[RECORDED INFORMATION]
** Start **
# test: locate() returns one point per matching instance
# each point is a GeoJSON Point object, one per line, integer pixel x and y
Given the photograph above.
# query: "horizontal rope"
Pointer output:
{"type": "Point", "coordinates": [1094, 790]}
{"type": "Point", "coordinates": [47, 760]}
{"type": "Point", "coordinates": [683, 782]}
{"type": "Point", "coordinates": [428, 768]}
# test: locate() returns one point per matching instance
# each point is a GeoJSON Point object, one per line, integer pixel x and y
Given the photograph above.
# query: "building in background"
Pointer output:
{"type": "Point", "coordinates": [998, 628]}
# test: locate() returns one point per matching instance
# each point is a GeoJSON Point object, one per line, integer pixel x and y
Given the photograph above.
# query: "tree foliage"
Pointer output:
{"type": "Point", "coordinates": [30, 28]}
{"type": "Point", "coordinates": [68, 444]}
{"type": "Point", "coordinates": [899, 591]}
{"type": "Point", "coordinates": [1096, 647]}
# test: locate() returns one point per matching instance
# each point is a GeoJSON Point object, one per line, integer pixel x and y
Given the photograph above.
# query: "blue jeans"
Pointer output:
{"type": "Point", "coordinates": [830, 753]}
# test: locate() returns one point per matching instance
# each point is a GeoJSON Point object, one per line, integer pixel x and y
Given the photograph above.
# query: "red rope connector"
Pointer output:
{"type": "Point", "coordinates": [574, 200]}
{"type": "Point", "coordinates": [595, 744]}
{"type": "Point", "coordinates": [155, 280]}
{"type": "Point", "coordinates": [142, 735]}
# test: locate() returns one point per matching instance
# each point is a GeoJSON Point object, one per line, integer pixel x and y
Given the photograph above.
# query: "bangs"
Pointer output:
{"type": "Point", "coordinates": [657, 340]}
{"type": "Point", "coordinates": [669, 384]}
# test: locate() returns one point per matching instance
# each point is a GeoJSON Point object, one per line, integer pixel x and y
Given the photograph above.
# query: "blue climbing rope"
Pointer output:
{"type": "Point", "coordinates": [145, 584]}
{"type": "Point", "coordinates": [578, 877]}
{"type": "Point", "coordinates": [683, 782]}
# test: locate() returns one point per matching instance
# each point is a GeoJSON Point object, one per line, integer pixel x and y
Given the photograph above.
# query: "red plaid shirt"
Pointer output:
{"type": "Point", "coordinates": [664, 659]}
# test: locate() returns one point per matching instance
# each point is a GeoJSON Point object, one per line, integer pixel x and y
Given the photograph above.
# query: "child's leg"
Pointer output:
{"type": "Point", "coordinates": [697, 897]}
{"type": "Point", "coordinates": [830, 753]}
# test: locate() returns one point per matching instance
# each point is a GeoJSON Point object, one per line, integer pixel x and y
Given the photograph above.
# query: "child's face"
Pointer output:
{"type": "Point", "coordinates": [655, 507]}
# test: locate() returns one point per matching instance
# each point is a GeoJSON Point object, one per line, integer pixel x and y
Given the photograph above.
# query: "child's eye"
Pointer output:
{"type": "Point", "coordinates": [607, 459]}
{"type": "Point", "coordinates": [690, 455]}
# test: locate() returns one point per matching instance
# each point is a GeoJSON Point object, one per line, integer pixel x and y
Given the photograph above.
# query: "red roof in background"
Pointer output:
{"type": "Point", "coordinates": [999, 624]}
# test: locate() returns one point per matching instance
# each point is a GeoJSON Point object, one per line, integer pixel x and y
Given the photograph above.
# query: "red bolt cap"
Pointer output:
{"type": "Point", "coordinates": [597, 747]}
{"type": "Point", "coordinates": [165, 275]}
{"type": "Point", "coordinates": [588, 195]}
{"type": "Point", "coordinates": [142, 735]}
** End **
[EXERCISE BRIEF] Reproduce every entry shown above, precisely as it stands.

[FINAL RESULT]
# test: locate() returns one point per matching instance
# each point is a GeoJSON Point object, one per line, integer pixel x and y
Given the photograph above.
# query: "horizontal rope"
Pointer output:
{"type": "Point", "coordinates": [1094, 790]}
{"type": "Point", "coordinates": [47, 760]}
{"type": "Point", "coordinates": [683, 782]}
{"type": "Point", "coordinates": [428, 768]}
# test: locate() returns one point per matching instance
# each point is a GeoJSON Point object, one per line, integer pixel x and y
Given the photograph above.
# query: "building in background"
Pointer output:
{"type": "Point", "coordinates": [998, 628]}
# test: locate() returns one point per matching instance
# each point is a GeoJSON Point object, one per line, integer pixel x and y
Given the photograph above.
# query: "tree foliage"
Pointer output:
{"type": "Point", "coordinates": [30, 28]}
{"type": "Point", "coordinates": [68, 444]}
{"type": "Point", "coordinates": [899, 591]}
{"type": "Point", "coordinates": [1096, 647]}
# test: locate() returns one point per matching instance
# each point is a GeoJSON Point object, one per line, integer pixel x and y
Given the photograph above.
# query: "blue jeans"
Pointer output:
{"type": "Point", "coordinates": [830, 753]}
# test: locate() returns one point per matching instance
# each point is a GeoJSON Point object, one per line, integer pixel x and y
Given the photograph above.
# query: "red rope connector"
Pointer output:
{"type": "Point", "coordinates": [574, 200]}
{"type": "Point", "coordinates": [595, 744]}
{"type": "Point", "coordinates": [155, 280]}
{"type": "Point", "coordinates": [142, 735]}
# test: locate() returns one point per matching instance
# each point is a GeoJSON Point object, one per line, integer pixel x and y
Given the photograph above.
# query: "bangs"
Pointer output:
{"type": "Point", "coordinates": [657, 340]}
{"type": "Point", "coordinates": [669, 384]}
# test: locate() returns one point per matching instance
# each point is a GeoJSON Point object, one per line, integer pixel x and y
Given the photograph above.
# query: "blue climbing rope"
Pointer output:
{"type": "Point", "coordinates": [145, 584]}
{"type": "Point", "coordinates": [578, 877]}
{"type": "Point", "coordinates": [683, 782]}
# test: locate() returns one point per matching instance
# each point is a GeoJSON Point object, one per line, integer pixel x and y
Given the photograph above.
# query: "red plaid shirt"
Pointer output:
{"type": "Point", "coordinates": [664, 659]}
# test: locate() returns one point per matching instance
# each point is a GeoJSON Point object, one per line, integer pixel x and y
Given the photograph above.
# query: "child's leg"
Pointer output:
{"type": "Point", "coordinates": [697, 897]}
{"type": "Point", "coordinates": [830, 753]}
# test: locate() returns one point per matching instance
# each point is a GeoJSON Point object, one per line, integer pixel x and y
Given the photograph above.
# query: "child's face"
Pointer output:
{"type": "Point", "coordinates": [655, 507]}
# test: locate() returns one point per matching instance
# each point is a GeoJSON Point object, one per line, integer pixel x and y
Given the photograph above.
# query: "child's eye"
Pointer output:
{"type": "Point", "coordinates": [607, 459]}
{"type": "Point", "coordinates": [690, 455]}
# test: locate() returns one point per matching instance
# each point is a GeoJSON Point object, one per line, integer pixel x and y
Given the photograph above.
# query: "red roof in background"
Pointer output:
{"type": "Point", "coordinates": [999, 624]}
# test: locate() returns one point per matching instance
# each point is a GeoJSON Point object, one per line, integer pixel x and y
Given the photograph above.
# query: "red bolt cap"
Pointer output:
{"type": "Point", "coordinates": [597, 747]}
{"type": "Point", "coordinates": [165, 275]}
{"type": "Point", "coordinates": [588, 195]}
{"type": "Point", "coordinates": [142, 735]}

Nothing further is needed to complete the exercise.